[Stored data entries]

+ + + + +

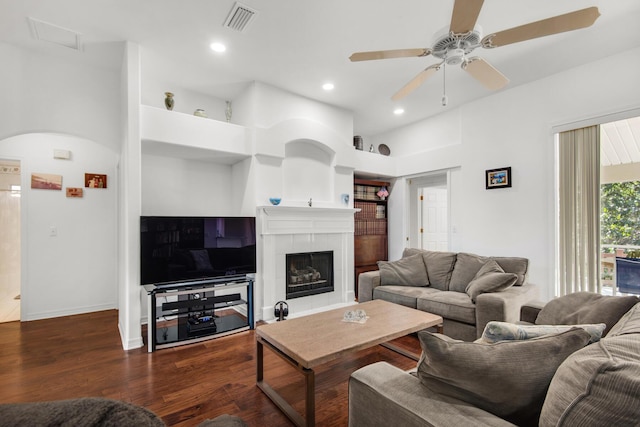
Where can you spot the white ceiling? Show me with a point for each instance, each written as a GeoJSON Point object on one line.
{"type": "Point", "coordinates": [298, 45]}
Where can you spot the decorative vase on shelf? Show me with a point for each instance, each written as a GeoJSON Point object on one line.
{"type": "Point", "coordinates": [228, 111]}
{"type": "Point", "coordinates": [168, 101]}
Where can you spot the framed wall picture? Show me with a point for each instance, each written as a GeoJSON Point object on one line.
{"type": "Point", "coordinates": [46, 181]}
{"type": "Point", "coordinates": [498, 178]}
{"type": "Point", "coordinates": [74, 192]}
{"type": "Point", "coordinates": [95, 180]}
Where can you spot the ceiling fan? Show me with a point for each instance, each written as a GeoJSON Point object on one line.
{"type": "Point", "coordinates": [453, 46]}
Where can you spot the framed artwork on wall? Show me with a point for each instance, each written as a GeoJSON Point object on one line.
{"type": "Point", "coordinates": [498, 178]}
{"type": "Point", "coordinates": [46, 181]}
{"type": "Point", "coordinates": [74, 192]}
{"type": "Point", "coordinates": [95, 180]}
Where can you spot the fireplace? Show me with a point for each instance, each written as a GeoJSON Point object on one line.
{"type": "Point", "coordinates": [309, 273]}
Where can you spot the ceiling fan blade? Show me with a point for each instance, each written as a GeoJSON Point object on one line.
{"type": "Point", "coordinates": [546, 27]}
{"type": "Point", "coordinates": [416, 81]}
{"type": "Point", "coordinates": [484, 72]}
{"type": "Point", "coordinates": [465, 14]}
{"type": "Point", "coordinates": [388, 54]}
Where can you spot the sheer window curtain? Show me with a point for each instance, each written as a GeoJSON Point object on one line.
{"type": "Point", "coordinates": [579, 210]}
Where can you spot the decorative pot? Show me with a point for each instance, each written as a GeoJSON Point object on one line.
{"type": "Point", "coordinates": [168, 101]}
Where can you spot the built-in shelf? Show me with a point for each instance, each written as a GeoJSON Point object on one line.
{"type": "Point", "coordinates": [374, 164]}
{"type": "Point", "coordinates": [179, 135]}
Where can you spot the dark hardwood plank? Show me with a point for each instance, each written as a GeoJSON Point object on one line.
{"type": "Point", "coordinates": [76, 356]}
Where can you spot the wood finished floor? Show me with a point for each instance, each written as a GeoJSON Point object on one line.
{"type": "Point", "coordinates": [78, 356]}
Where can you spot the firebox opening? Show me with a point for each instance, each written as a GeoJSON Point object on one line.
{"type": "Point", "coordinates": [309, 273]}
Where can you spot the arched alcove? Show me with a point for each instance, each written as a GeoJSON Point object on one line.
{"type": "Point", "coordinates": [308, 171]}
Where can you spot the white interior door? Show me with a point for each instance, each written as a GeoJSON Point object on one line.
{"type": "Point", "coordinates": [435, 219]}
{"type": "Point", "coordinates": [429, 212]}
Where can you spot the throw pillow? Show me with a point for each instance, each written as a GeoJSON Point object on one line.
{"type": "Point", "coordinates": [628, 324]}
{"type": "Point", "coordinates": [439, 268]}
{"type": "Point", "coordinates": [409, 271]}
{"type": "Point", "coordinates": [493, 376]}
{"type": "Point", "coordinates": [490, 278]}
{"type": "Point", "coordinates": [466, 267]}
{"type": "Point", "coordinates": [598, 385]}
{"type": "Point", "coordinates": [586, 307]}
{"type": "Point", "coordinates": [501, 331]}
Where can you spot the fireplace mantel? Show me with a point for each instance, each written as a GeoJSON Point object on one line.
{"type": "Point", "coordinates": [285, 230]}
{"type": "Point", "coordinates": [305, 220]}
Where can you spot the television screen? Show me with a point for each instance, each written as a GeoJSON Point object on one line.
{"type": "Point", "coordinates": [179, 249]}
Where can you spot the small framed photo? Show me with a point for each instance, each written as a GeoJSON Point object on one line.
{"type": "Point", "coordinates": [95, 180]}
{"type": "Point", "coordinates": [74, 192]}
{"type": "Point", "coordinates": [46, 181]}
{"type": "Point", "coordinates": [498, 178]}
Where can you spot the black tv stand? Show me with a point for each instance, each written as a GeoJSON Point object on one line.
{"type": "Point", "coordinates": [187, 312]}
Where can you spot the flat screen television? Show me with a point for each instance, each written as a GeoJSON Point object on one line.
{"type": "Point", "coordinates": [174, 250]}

+ + + + +

WHAT TO WORK ON: Reproduce verbatim the stretch of rows above from the line containing "Where can you spot the television" through the last row, including both ends.

THE REPLY:
Where can you spot the television screen? Show me with a point for each instance, each written as a GeoJSON Point object on one line.
{"type": "Point", "coordinates": [179, 249]}
Where can you spot the small framed photo? Show me with a point for each instance, each written as a GeoJSON Point object on one line.
{"type": "Point", "coordinates": [95, 180]}
{"type": "Point", "coordinates": [74, 192]}
{"type": "Point", "coordinates": [46, 181]}
{"type": "Point", "coordinates": [498, 178]}
Where can you spot the black tv stand? Show me with a point for each instance, each written as a GeoJSON Point object on one line.
{"type": "Point", "coordinates": [187, 312]}
Where can you spot the flat screen television? Show me with a point for each instance, each written as a GeoJSON Point object on one line.
{"type": "Point", "coordinates": [174, 250]}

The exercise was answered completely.